--- Start of ENTRIES ---

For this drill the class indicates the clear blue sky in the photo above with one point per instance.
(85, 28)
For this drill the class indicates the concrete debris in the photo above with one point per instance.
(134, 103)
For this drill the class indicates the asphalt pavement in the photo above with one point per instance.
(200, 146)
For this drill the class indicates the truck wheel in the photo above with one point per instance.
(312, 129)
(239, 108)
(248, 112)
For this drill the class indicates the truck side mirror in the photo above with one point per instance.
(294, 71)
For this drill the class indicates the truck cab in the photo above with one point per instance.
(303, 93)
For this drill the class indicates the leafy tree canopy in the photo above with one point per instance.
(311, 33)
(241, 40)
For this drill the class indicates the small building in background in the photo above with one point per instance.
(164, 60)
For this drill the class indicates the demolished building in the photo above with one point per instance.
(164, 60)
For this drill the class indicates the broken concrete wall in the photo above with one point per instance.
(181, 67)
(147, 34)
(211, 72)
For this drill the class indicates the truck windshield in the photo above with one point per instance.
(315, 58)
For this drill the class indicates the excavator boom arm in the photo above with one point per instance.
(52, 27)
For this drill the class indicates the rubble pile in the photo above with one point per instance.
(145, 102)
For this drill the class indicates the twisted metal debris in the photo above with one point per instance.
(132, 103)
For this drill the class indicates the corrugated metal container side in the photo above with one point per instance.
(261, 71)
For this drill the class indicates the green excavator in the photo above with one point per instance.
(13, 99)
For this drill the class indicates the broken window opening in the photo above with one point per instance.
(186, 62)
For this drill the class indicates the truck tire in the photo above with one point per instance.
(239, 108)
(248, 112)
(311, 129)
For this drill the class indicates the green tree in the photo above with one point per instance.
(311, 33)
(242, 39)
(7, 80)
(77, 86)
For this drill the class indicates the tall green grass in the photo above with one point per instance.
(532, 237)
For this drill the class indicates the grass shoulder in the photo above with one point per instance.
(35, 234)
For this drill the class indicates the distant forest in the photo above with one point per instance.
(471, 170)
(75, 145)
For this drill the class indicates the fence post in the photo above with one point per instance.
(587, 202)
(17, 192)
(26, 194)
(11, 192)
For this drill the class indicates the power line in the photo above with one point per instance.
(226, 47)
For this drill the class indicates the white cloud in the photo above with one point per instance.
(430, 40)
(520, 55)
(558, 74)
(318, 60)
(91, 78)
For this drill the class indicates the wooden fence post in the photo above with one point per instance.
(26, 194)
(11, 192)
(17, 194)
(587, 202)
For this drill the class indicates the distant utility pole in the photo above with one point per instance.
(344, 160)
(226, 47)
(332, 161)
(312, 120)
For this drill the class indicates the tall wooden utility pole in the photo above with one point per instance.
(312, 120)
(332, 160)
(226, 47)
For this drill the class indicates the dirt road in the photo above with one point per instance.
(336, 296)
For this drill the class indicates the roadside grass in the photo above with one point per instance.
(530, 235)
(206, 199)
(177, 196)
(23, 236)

--- End of ENTRIES ---

• WHAT IS NEEDED
Write out all of the records once more, exactly.

• PROBLEM SOLUTION
For this drill the class indicates the clear blue sky in the photo above with one point per instance.
(85, 28)
For this drill the class indicates the concrete debris in the photo above with one point per instance.
(134, 103)
For this drill the class indicates the asphalt pavement in the photo above with one point per instance.
(200, 146)
For this drill the class indicates the truck wheel in the photo above with one point per instance.
(312, 129)
(239, 108)
(248, 112)
For this drill the class indicates the truck side mirror in the photo above with one point per instance.
(294, 71)
For this drill the class indicates the truck cab in the photo above with one point per instance.
(303, 93)
For this drill the class indicates the leafy tree canopy in the photo above with one point per instance.
(311, 33)
(241, 40)
For this drill the class indicates the small building in background in the photo above with one point per instance.
(164, 60)
For this drill the class indicates the demolished building in the photo above with one point per instance.
(164, 60)
For this drill the class indicates the broken concrete wall in the photo above with one point per instance.
(181, 67)
(147, 34)
(211, 72)
For this drill the class indicates the truck windshield in the photo above with one point per instance.
(315, 58)
For this drill the class indicates the excavator boom arm in the photo above with one point per instance.
(52, 27)
For this drill the class indicates the rubble pile in the photo above with one point per instance.
(145, 102)
For this drill the class indicates the twisted metal debris in the photo above with one point per instance.
(132, 103)
For this drill the class indicates the corrugated metal container side in the photo above with one point per instance.
(261, 71)
For this drill the class indicates the green excavator in the photo above with one point per instance.
(13, 99)
For this drill the class indicates the broken window opening in the photo above with one point per instance.
(186, 62)
For this drill the class indicates the truck tire in the photo above with one point per instance.
(239, 108)
(248, 112)
(311, 129)
For this drill the class indicates the green tree in the photo above with one point per instance.
(311, 33)
(242, 39)
(7, 80)
(77, 86)
For this drill the class indicates the tall green grass in the photo above with one point per instance.
(532, 237)
For this drill the class indicates the grass shoulder in the photo above with one point per instance.
(35, 234)
For this drill the class indicates the distant forest in the photo above with one point per instance.
(471, 170)
(75, 145)
For this drill the class indicates the fence post in the photo above with one point per instance.
(587, 202)
(17, 192)
(26, 194)
(11, 192)
For this drill the class indicates the power line in the photo above with one point per instance.
(226, 47)
For this drill the class indicates the white cloud in the photo above with one point per instance.
(430, 40)
(520, 55)
(558, 74)
(318, 60)
(91, 78)
For this drill the class indicates the wooden fence post in the photo above with one point per instance.
(26, 194)
(11, 192)
(17, 194)
(587, 202)
For this drill the class indicates the distant utility pole in the photo above with one point per instance.
(344, 160)
(226, 47)
(332, 161)
(312, 120)
For this drill the class indicates the tall wooden utility pole in the photo above with one point per instance.
(312, 120)
(332, 160)
(226, 47)
For this drill the class indicates the dirt road in the photo above with one point per instance.
(336, 296)
For this drill the class indicates the roadside grass in the photo above with one point per instance.
(530, 235)
(206, 199)
(177, 196)
(23, 236)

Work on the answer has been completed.